Фрагмент текста —
◇ ◇ ◇ ◇

М.С.: Абсолютно всё постижимо, потому что это всё достаточно наглядно. Когда я первый раз попала в Сикстинскую капеллу, увидела этот потолок — правда, ещё до последующей расчистки, — где сейчас сильно выступил цвет, чего у Микеланджело не было, я была поражена тем, что рука пророка Даниила просто над моей головой.

М.Б.: Вот! Вот это я хочу от вас услышать.

М.С.: Вот именно, да.

М.Б.: Не теория теорией, а вот это: что ты хочешь дотронуться.

М.С.: Правильно. И она совершенно сокрушительная, и вот этот эффект я запомнила. Я тогда была совсем молоденькой, мне было 25 лет, и этот эффект оказался совершенно неожиданным для меня. Такая сила и такая оптическая мощь этой живописи, и это, конечно, почувствовать, а главное — создать, может только человек, который скульптор по характеру своего гения. Пластическое начало у него преобладает.

М.Б.: То есть ни Рафаэль, ни Леонардо так бы не смогли?

М.С.: Нет, конечно.

М.Б.: Эта объёмность только в мраморе возможна?

М.С.: Нет.

М.Б.: А, кстати — извините, что перескакиваю, — он всё-таки встречался? Я про Рафаэля с Леонардо и Микеланджело. Он даже срисовывал с картины Леонардо, какие-то наброски делал, правда, потом картина Леонардо сама пропала. А они что-то оставили о нём в своих воспоминаниях или умолчали для истории?

М.С.: Никаких такого рода сведений не сохранилось. Они все встретились во Флоренции тогда, когда кончилось правление Медичи и Флоренция снова стала республикой — это Вторая флорентийская республика. И вот они там съехались, и теперь уже городской совет предлагал им заказы и делал заказы и Леонардо, и Микеланджело. А Рафаэль в этот флорентийский свой период продолжал учиться. Мой учитель, известный очень наш отечественный искусствовед Виктор Никитич Лазарев, говорил о Рафаэле: "Он был рецептивная натура". То есть он собирал рецепты и впечатления от всех художников.

М.Б.: Вы о влиянии и Леонардо, и Микеланджело на него, да?

М.С.: Да. И их влияние мы в его ранних флорентийских работах ощущаем.

М.Б.: А как это выглядит — влияние?

◇ ◇ ◇ ◇

Раздел данных —
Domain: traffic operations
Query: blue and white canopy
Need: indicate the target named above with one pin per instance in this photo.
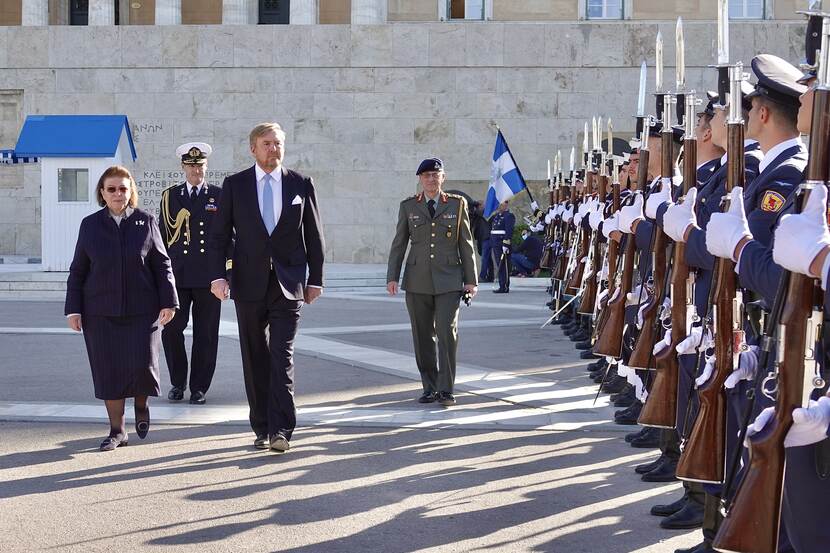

◇ ◇ ◇ ◇

Задания —
1 – Назовите всех художников, которые упомянуты по имени в беседе о Микеланджело.
2 – Ответьте по беседе о Микеланджело на три вопроса:
(а) Сколько лет было М.С., когда она впервые увидела потолок Сикстинской капеллы?
(б) Какой республикой снова стала Флоренция после окончания правления Медичи?
(в) Какими словами Виктор Никитич Лазарев охарактеризовал Рафаэля?
3 – Продолжите беседу о Микеланджело с того места, где она обрывается.

Ответы к заданиям —
1 – Микеланджело, Рафаэль, Леонардо.

2 –
(а) 25 лет.
(б) Второй флорентийской республикой.
(в) «Он был рецептивная натура».

3 –
М.С.: Пожалуйста, я расскажу. Например, флорентийский период Рафаэля связан с разработкой темы Богоматери, и, как правило, она изображается в сопровождении двух детских фигур: Иоанна Крестителя и младенца Христа. Они играют у её ног. Рафаэль создаёт несколько картин, по существу, на одну и ту же тему, но все они представляют собой опыты поисков идеальной композиции.

М.Б.: То есть где расположить Иоанна, где Христа?

М.С.: Как соединить фигуру сидящей матери с двумя малышами, причём они между собой тоже связаны: они играют. Например, есть в Италии, в Уффици, картина, которая называется "Мадонна со щеглёнком". Этого щеглёнка, птичку, Иоанн Креститель, маленький, с маленьким крестиком и с такой шкуркой, которая напоминает нам о том, что он будущий аскет, вопиющий в пустыне, обещающий явление Спасителя в мир, — он протягивает маленькому Христу птичку, которая по апокрифу была глиняной и раскрашенной, но, как только Спаситель её коснулся, она ожила и улетела. Эта птичка — щегол, и он вообще считается христологической, то есть связанной с Христом птицей. Почему? Потому что у него красная шапочка, если вы помните — и считается — один из вариантов, что, когда Спаситель был на кресте, щегол выклёвывал у него тернии, из его чела, от венка, и на него упала капелька крови.

М.Б.: Поэтому у папы римского тоже шапочка красная?

М.С.: Нет. Но красный цвет у католических священников, конечно, связан с идеей крови Христовой, жертвенной. Так вот, они играют, и каждый раз они располагаются то по сторонам колена Богоматери, то оба с одной стороны. Сама Богоматерь то сидит высоко, выпрямив спину, и смотрит на них сверху, то она поворачивается боком в три четверти к зрителю и смотрит на них иначе. Замечательный совершенно вариант — это венская "Мадонна в зелени". Там Богоматерь сидит ниже всего и самая прекрасная голова из всех рафаэлевских флорентийских мадонн. Её лет пять назад расчистили — такая красота. Сама Мария даже немножко меняется: она бывает более юной, более зрелой, но каждый раз она — воплощение нежности, внутреннего света, который научился воссоздавать именно Рафаэль.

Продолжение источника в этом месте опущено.